WORK ORDER A.
In the piece on the benefits system below, to which city did Churchill and Bevin go in June 1944 to say farewell to the troops?
WORK ORDER B.
List every social question that the piece on the benefits system below says has roared into the foreground as the crisis has gone on.
WORK ORDER C.
Please reproduce the piece on the benefits system below, word for word, between "Despite the self-evident" and "hardly seems unreasonable.", inclusive.

EXCERPT TO READ.
◇ ◇ ◇ ◇ ◇

Nearly 80 years on from its creation, the benefits system has been exposed by Covid to be broken beyond repair

I found an anecdote towards the end of The Road to 1945, the late historian Paul Addison’s history of how the second world war changed Britain. It centres on Winston Churchill, Ernest Bevin – then minister of labour in the wartime coalition government – and thousands of soldiers setting off to mainland Europe. In June 1944, two days before the D-day landings, Churchill and Bevin went to Portsmouth to say farewell to the troops. “They were going off to face this terrific battle,” Bevin recounted, “with great hearts and great courage. The one question they put to me when I went through their ranks was: ‘Ernie, when we have done this job for you are we going back on the dole?’… Both the prime minister and I answered: ‘No, you are not.’”

Despite the self-evident caveat that wars and pandemics are very different things, the parallels between the uneasy historical moment that story captures and the current phase of the Covid crisis are obvious. The past 12 months have seen a mixture of unprecedented deaths and huge collective sacrifice. Moreover, as the crisis has gone on, profound social questions that have been rattling around British politics for at least a decade – about poverty, inequality, work, and housing – have roared into the foreground. If some people are asking questions about a return to “normal” and the dashed hopes that would represent, that hardly seems unreasonable.

◇ ◇ ◇ ◇ ◇

SOURCE MATERIAL.
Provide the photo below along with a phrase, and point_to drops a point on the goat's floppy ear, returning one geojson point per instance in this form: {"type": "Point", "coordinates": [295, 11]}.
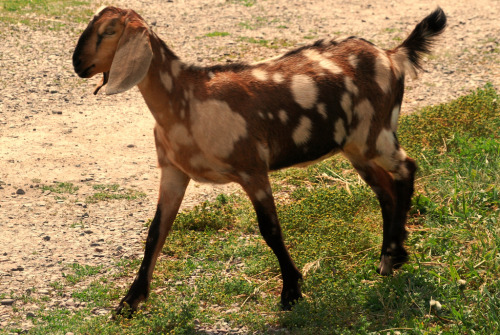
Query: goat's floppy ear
{"type": "Point", "coordinates": [132, 59]}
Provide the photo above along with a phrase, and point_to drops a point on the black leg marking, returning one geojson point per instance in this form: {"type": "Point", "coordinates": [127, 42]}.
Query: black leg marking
{"type": "Point", "coordinates": [139, 291]}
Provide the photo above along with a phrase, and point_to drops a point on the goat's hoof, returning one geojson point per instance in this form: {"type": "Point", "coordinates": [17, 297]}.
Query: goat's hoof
{"type": "Point", "coordinates": [289, 299]}
{"type": "Point", "coordinates": [123, 310]}
{"type": "Point", "coordinates": [389, 262]}
{"type": "Point", "coordinates": [385, 266]}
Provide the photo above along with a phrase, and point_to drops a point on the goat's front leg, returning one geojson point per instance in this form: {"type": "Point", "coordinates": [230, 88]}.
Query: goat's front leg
{"type": "Point", "coordinates": [259, 192]}
{"type": "Point", "coordinates": [172, 188]}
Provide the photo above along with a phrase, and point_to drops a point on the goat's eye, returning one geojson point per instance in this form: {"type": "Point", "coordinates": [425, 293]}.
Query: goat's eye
{"type": "Point", "coordinates": [109, 31]}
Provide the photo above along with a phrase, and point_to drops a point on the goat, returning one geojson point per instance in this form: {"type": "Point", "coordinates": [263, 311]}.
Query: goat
{"type": "Point", "coordinates": [237, 122]}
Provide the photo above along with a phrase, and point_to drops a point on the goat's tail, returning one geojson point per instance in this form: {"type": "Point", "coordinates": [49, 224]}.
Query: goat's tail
{"type": "Point", "coordinates": [409, 53]}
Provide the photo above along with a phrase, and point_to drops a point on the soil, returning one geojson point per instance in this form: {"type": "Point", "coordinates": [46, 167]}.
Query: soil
{"type": "Point", "coordinates": [52, 129]}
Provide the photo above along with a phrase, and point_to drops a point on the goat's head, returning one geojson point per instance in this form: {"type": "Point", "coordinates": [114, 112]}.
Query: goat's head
{"type": "Point", "coordinates": [115, 43]}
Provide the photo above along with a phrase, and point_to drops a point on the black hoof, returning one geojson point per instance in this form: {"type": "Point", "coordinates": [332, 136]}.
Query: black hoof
{"type": "Point", "coordinates": [289, 299]}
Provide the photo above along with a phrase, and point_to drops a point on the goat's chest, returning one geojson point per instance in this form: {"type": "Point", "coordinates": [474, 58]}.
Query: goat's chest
{"type": "Point", "coordinates": [179, 147]}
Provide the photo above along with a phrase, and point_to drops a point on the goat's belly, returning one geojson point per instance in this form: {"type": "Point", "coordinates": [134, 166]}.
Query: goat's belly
{"type": "Point", "coordinates": [299, 157]}
{"type": "Point", "coordinates": [201, 168]}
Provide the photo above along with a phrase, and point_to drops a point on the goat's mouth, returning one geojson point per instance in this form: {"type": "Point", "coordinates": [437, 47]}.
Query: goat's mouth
{"type": "Point", "coordinates": [85, 73]}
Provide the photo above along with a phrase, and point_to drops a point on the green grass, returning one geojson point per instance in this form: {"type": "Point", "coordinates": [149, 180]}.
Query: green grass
{"type": "Point", "coordinates": [60, 187]}
{"type": "Point", "coordinates": [49, 14]}
{"type": "Point", "coordinates": [217, 34]}
{"type": "Point", "coordinates": [271, 44]}
{"type": "Point", "coordinates": [113, 192]}
{"type": "Point", "coordinates": [216, 267]}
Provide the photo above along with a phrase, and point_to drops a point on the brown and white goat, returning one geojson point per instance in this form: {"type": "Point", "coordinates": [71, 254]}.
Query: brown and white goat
{"type": "Point", "coordinates": [235, 123]}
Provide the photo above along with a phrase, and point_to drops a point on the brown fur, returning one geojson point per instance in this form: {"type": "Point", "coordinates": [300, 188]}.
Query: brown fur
{"type": "Point", "coordinates": [235, 123]}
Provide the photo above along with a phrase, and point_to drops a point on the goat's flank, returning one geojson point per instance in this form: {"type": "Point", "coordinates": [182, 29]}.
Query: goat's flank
{"type": "Point", "coordinates": [235, 123]}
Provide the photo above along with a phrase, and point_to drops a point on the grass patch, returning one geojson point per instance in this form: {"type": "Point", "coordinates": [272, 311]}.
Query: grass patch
{"type": "Point", "coordinates": [271, 44]}
{"type": "Point", "coordinates": [113, 192]}
{"type": "Point", "coordinates": [216, 268]}
{"type": "Point", "coordinates": [246, 3]}
{"type": "Point", "coordinates": [60, 188]}
{"type": "Point", "coordinates": [217, 34]}
{"type": "Point", "coordinates": [81, 272]}
{"type": "Point", "coordinates": [45, 14]}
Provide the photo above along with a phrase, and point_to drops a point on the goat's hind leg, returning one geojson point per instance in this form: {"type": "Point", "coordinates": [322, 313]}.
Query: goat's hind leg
{"type": "Point", "coordinates": [404, 179]}
{"type": "Point", "coordinates": [382, 183]}
{"type": "Point", "coordinates": [259, 192]}
{"type": "Point", "coordinates": [172, 188]}
{"type": "Point", "coordinates": [402, 174]}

◇ ◇ ◇ ◇ ◇

EXERCISE RESULT A.
Portsmouth

EXERCISE RESULT B.
Poverty, inequality, work, and housing

EXERCISE RESULT C.
Despite the self-evident caveat that wars and pandemics are very different things, the parallels between the uneasy historical moment that story captures and the current phase of the Covid crisis are obvious. The past 12 months have seen a mixture of unprecedented deaths and huge collective sacrifice. Moreover, as the crisis has gone on, profound social questions that have been rattling around British politics for at least a decade – about poverty, inequality, work, and housing – have roared into the foreground. If some people are asking questions about a return to “normal” and the dashed hopes that would represent, that hardly seems unreasonable.